__SOURCE TEXT__

Modern “Peace” and “Toxicity.”

I have noted a trend that when many say “peace,” they mean, “avoid or flee.” Often they must flee “toxic” or “negative” people to preserve their convenience. The first problem with that method is the person automatically assumes only everybody else can be “toxic” or “negative.” So the individual is allegedly in a perfect state of peace, unless someone disrupts their fantasy existence in any way. This modern peace is complete selfishness.

The purveyors of the toxic people theories apparently cannot discern the difference between positive & negative versus good & evil. They are mutually exclusive concepts. To ask someone not use opoids is a negative request, but good. You will notice that the toxic investigators are inconsistent. It is all right to be negative when it concerns something they do not agree with; however, any negative proposition towards something they find agreeable–that is when the other person is allegedly being negative or toxic.

Thus, the sum total of that faux version of peace equals: the successful elimination of anything or anyone contrary to one’s personal agenda. If the other person accrues enough bad checkmarks on their toxic checklists–elimination. Strikingly, consider the fact that if one refers to a toxic people checklist to determine who should or should not be in their lives–that is a demand that everyone must obey their standard or else. Is not manipulation suppose to be a toxic behaviour?

One of the most wicked things about the toxic people theory is that truth is meaningless to these people. The truth can be positive or negative, but they only want what they consider the positive truths in their vicinity. Anything negative, even if it is the truth, must not be allowed to abide in their own personal Garden of Eden.

I am sure all of our social media news feeds are full of empty memes that speak of avoiding negativity, avoiding drama, rising above, endless memes about how to achieve love & peace. The exhaustive mentions of such subjects can be a display that the person is compensating for the lack of it in their own hearts.

John 14:27 “Peace I leave with you, my peace I give unto you: not as the world giveth, give I unto you. Let not your heart be troubled, neither let it be afraid.”

Peace will not result from anything the world has to offer–that includes modern psychology. So following the latest checklist from the latest trendy journal is not going to work. For that peace in our hearts, we need to abide in the true vine (John 15:1)–the Lord Jesus Christ.

John 15:4 “Abide in me, and I in you. As the branch cannot bear fruit of itself, except it abide in the vine; no more can ye, except ye abide in me.”

__WHAT YOU NEED TO DO__
[1] According to the essay on modern peace and toxicity, what will peace not result from?
[2] List every Bible verse reference cited in the essay on modern peace and toxicity.

Data records
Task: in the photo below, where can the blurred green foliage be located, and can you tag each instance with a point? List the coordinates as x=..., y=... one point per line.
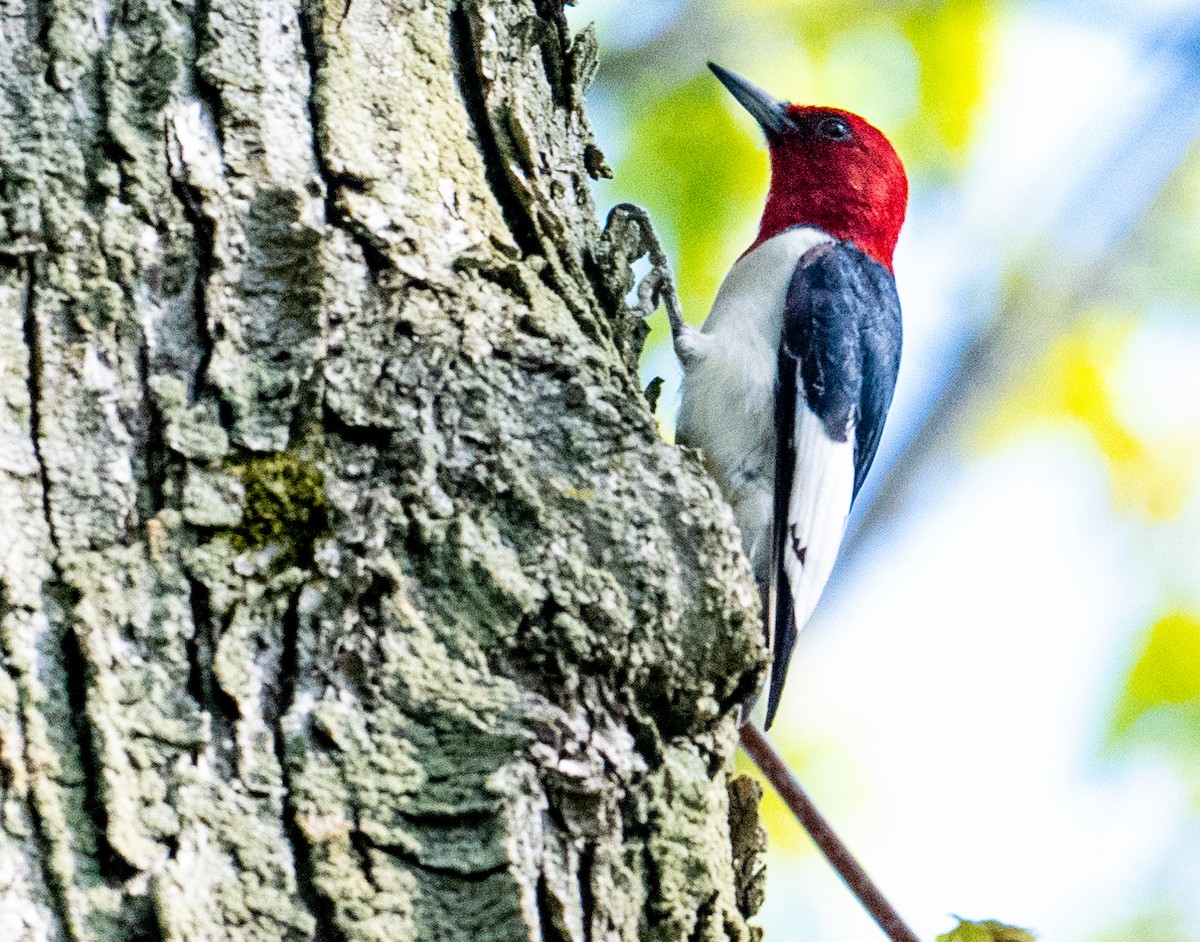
x=989, y=930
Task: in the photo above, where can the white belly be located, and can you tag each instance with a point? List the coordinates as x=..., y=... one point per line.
x=729, y=389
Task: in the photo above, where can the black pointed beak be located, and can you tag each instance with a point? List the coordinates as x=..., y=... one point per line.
x=768, y=112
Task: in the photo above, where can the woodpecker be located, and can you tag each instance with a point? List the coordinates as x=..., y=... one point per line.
x=787, y=383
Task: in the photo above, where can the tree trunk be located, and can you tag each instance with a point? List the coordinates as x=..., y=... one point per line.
x=346, y=589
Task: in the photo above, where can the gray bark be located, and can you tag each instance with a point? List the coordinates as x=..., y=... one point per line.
x=346, y=589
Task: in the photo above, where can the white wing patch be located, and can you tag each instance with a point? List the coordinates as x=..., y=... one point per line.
x=822, y=490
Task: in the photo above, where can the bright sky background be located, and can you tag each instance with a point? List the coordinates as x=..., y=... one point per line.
x=949, y=705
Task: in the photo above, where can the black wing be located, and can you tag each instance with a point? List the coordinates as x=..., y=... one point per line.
x=839, y=357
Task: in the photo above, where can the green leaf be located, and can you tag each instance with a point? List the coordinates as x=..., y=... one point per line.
x=989, y=930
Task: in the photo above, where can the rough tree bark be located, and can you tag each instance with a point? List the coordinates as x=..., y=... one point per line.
x=346, y=589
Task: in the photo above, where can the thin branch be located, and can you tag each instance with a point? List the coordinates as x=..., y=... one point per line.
x=835, y=852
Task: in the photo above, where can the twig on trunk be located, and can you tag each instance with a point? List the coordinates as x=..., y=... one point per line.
x=835, y=852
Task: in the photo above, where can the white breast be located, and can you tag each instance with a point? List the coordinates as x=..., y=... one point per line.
x=729, y=387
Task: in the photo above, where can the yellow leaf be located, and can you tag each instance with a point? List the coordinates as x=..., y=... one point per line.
x=1165, y=675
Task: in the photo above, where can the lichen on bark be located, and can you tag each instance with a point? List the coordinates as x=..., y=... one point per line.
x=346, y=588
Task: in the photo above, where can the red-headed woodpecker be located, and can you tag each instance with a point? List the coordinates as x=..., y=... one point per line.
x=789, y=382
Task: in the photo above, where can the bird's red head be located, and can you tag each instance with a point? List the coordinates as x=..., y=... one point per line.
x=828, y=168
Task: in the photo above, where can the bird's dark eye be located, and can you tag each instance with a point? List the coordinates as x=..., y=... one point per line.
x=834, y=129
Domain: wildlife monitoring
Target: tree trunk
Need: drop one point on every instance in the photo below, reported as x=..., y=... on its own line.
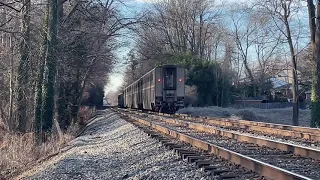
x=39, y=88
x=23, y=67
x=295, y=114
x=315, y=101
x=48, y=104
x=10, y=119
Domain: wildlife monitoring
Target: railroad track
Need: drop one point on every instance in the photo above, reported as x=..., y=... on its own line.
x=274, y=160
x=302, y=136
x=216, y=167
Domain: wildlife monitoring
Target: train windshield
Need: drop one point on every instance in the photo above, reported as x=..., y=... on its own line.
x=170, y=75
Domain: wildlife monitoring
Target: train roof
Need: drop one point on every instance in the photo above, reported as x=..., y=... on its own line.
x=165, y=65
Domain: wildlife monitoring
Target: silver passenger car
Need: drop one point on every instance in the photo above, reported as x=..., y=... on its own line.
x=161, y=89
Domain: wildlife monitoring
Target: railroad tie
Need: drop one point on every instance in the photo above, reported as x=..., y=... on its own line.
x=201, y=163
x=192, y=159
x=227, y=176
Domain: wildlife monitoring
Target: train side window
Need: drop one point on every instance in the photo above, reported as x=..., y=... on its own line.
x=169, y=78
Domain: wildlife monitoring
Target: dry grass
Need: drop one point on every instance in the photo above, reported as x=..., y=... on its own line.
x=281, y=116
x=19, y=152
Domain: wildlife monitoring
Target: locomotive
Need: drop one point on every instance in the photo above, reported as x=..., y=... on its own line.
x=161, y=90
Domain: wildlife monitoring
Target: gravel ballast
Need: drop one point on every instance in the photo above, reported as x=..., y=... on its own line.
x=111, y=148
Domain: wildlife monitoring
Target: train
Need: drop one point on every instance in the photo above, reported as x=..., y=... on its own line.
x=161, y=90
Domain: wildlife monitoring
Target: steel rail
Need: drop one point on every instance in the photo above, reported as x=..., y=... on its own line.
x=253, y=123
x=284, y=146
x=267, y=170
x=307, y=133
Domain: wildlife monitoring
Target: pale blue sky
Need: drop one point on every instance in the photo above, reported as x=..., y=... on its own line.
x=132, y=7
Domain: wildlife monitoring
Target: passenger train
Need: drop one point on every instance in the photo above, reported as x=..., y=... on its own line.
x=161, y=90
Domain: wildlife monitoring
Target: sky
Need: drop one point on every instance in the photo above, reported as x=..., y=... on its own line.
x=116, y=77
x=132, y=7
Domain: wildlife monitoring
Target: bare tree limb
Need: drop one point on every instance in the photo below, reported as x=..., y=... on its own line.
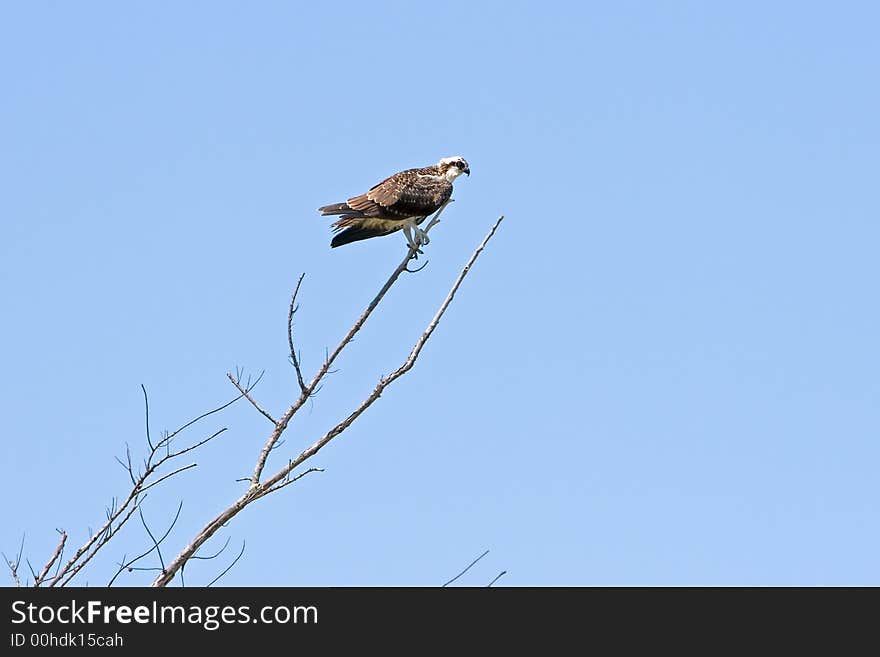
x=497, y=577
x=14, y=565
x=258, y=487
x=121, y=513
x=229, y=567
x=147, y=415
x=293, y=357
x=246, y=395
x=58, y=550
x=470, y=565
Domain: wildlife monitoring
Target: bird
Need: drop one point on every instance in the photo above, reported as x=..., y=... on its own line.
x=400, y=202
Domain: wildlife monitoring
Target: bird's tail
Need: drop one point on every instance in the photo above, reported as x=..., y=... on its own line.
x=337, y=208
x=353, y=234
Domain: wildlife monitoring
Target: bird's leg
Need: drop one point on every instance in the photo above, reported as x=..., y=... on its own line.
x=422, y=236
x=436, y=219
x=412, y=243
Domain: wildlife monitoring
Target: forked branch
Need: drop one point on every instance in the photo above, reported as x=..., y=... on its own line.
x=259, y=486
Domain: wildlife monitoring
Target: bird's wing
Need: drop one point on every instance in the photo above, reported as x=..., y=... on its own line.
x=405, y=194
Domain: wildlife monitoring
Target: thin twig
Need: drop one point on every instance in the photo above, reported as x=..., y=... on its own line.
x=215, y=555
x=55, y=555
x=246, y=395
x=147, y=416
x=128, y=565
x=260, y=488
x=503, y=572
x=293, y=357
x=470, y=565
x=287, y=482
x=229, y=567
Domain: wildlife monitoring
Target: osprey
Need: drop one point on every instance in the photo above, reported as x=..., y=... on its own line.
x=401, y=201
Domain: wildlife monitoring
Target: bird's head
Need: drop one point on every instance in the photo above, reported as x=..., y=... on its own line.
x=453, y=167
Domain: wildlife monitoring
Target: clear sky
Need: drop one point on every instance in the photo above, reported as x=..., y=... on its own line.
x=663, y=369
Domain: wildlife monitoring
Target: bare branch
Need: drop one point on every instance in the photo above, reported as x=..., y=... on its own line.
x=470, y=565
x=287, y=482
x=98, y=539
x=246, y=395
x=503, y=572
x=58, y=550
x=215, y=555
x=229, y=567
x=293, y=357
x=107, y=533
x=277, y=481
x=147, y=416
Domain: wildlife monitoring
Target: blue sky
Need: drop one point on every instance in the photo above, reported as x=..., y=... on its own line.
x=663, y=369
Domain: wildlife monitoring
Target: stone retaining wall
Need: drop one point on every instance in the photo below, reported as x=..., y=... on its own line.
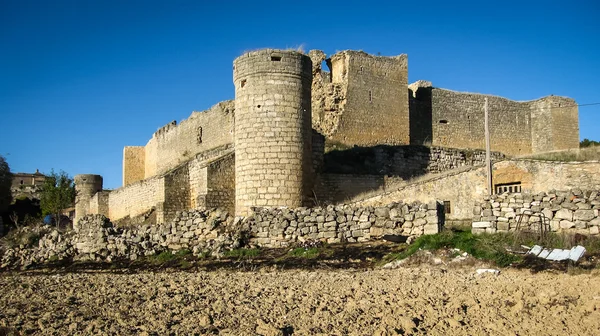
x=95, y=238
x=573, y=211
x=343, y=223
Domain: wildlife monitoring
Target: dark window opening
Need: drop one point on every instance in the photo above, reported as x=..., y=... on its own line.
x=447, y=208
x=514, y=187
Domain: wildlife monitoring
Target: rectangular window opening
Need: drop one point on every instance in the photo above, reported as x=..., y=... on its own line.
x=447, y=208
x=513, y=187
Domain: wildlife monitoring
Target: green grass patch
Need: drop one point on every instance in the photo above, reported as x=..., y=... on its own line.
x=183, y=253
x=242, y=253
x=162, y=257
x=491, y=247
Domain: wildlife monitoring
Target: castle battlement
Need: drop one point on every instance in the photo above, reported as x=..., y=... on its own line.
x=265, y=148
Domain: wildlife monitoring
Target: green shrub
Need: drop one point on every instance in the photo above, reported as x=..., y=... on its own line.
x=242, y=253
x=302, y=252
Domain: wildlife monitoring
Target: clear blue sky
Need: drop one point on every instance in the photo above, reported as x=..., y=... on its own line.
x=81, y=79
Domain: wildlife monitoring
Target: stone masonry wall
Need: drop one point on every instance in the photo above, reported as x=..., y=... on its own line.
x=136, y=198
x=174, y=144
x=334, y=224
x=516, y=128
x=215, y=231
x=273, y=132
x=177, y=192
x=133, y=164
x=221, y=184
x=366, y=102
x=573, y=211
x=403, y=161
x=463, y=187
x=458, y=121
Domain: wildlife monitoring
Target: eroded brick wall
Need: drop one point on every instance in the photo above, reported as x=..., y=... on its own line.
x=462, y=188
x=174, y=144
x=137, y=198
x=177, y=192
x=221, y=184
x=458, y=121
x=133, y=164
x=365, y=99
x=272, y=129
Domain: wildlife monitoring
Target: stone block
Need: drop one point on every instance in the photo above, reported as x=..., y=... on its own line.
x=382, y=212
x=357, y=233
x=481, y=224
x=584, y=215
x=502, y=226
x=565, y=224
x=419, y=222
x=477, y=230
x=430, y=229
x=564, y=214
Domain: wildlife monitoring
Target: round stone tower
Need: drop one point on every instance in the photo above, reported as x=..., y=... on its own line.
x=272, y=129
x=86, y=185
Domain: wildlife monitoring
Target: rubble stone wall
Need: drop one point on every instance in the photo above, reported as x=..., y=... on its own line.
x=175, y=143
x=573, y=211
x=215, y=231
x=343, y=223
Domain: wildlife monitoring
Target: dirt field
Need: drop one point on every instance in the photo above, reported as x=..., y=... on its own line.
x=414, y=300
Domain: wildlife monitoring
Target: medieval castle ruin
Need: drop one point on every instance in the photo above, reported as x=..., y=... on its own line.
x=266, y=147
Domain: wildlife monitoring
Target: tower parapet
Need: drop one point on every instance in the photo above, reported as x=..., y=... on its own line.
x=272, y=129
x=86, y=186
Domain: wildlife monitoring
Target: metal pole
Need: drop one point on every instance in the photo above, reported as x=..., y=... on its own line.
x=488, y=162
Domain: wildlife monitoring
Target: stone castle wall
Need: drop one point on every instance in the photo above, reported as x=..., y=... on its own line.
x=456, y=119
x=573, y=211
x=137, y=198
x=273, y=134
x=462, y=188
x=174, y=144
x=134, y=158
x=214, y=231
x=363, y=101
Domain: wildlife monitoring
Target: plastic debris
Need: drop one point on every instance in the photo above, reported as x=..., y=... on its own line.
x=557, y=254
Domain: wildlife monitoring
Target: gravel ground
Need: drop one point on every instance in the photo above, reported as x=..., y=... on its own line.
x=412, y=300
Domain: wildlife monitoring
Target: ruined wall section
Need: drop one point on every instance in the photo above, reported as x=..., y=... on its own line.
x=273, y=134
x=137, y=198
x=376, y=111
x=86, y=186
x=99, y=203
x=555, y=124
x=362, y=100
x=458, y=121
x=174, y=144
x=462, y=188
x=221, y=184
x=177, y=192
x=134, y=164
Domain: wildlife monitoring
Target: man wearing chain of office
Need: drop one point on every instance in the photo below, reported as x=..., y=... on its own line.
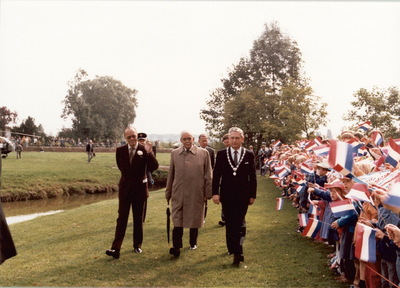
x=235, y=186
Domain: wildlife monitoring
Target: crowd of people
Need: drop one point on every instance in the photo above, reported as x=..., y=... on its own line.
x=304, y=175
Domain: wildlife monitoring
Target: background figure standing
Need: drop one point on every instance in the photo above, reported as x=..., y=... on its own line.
x=203, y=141
x=262, y=155
x=133, y=160
x=188, y=187
x=235, y=186
x=18, y=149
x=90, y=150
x=7, y=247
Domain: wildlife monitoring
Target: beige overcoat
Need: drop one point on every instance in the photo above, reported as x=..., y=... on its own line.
x=189, y=183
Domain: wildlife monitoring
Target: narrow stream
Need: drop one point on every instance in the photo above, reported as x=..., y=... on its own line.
x=20, y=211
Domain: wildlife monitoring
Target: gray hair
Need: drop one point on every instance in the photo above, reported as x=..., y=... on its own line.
x=236, y=129
x=202, y=135
x=186, y=131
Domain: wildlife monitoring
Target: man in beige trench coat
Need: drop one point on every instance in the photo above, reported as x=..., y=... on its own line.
x=189, y=184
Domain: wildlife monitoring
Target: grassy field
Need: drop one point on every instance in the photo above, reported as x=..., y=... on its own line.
x=41, y=175
x=68, y=249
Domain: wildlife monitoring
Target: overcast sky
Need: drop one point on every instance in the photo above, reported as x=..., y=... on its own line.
x=175, y=53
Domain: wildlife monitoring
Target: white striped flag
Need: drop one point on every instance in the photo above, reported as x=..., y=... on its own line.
x=312, y=228
x=365, y=243
x=342, y=208
x=394, y=196
x=279, y=203
x=359, y=192
x=377, y=138
x=341, y=157
x=299, y=188
x=393, y=156
x=355, y=144
x=303, y=219
x=311, y=145
x=282, y=173
x=306, y=169
x=365, y=126
x=318, y=141
x=299, y=176
x=322, y=150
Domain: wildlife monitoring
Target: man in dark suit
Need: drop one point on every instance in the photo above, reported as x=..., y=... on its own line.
x=203, y=141
x=133, y=160
x=235, y=186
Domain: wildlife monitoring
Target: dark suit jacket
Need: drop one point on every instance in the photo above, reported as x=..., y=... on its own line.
x=234, y=189
x=212, y=156
x=133, y=176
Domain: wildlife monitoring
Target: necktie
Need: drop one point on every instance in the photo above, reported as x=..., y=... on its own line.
x=131, y=153
x=235, y=158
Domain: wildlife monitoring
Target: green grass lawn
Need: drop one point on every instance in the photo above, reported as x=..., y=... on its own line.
x=68, y=249
x=41, y=175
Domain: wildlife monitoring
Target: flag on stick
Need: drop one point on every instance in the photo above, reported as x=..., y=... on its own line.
x=342, y=208
x=303, y=219
x=365, y=126
x=312, y=228
x=341, y=157
x=365, y=243
x=279, y=203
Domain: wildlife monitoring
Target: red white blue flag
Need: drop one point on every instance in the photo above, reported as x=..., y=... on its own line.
x=303, y=219
x=393, y=156
x=394, y=196
x=279, y=203
x=322, y=150
x=342, y=208
x=377, y=138
x=365, y=243
x=306, y=169
x=359, y=192
x=311, y=145
x=312, y=228
x=365, y=126
x=341, y=157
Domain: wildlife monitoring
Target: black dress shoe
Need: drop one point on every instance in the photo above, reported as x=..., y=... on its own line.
x=113, y=252
x=175, y=251
x=237, y=259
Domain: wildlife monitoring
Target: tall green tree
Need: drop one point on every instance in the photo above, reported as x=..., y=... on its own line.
x=6, y=117
x=266, y=94
x=99, y=108
x=29, y=127
x=380, y=106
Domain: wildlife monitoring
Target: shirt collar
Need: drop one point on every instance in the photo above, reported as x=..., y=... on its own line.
x=129, y=146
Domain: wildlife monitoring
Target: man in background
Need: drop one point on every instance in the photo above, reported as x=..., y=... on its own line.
x=90, y=150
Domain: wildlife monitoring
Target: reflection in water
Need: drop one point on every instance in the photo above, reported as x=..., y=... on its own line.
x=60, y=203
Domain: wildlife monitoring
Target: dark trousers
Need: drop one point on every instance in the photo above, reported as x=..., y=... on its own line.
x=177, y=234
x=235, y=224
x=138, y=209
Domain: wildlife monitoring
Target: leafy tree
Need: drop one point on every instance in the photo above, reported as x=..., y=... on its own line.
x=380, y=106
x=28, y=127
x=6, y=117
x=99, y=108
x=265, y=94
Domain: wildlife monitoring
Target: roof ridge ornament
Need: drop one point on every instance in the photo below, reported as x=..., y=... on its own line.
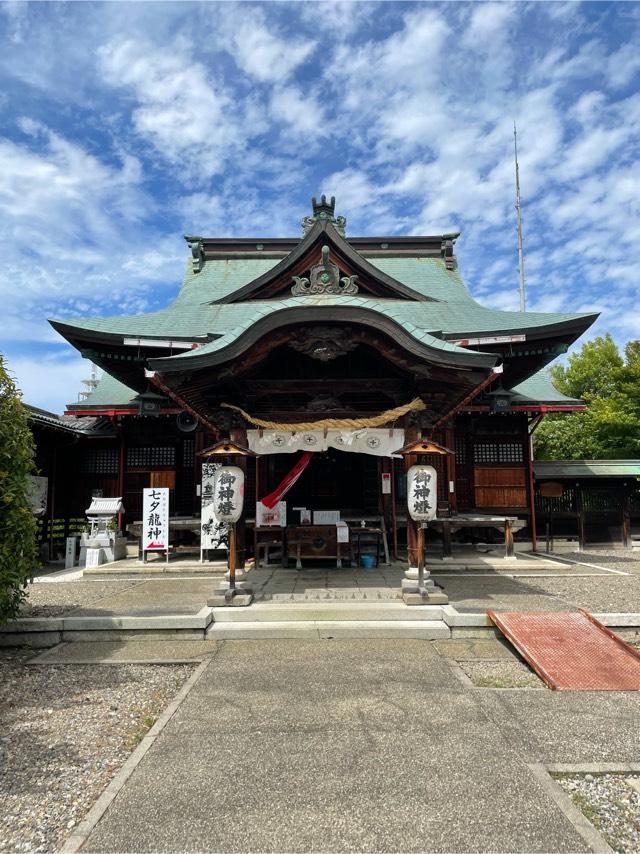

__RESULTS OF THE EXERCISE__
[1] Anything the world has to offer, including modern psychology.

[2] John 14:27, John 15:1, John 15:4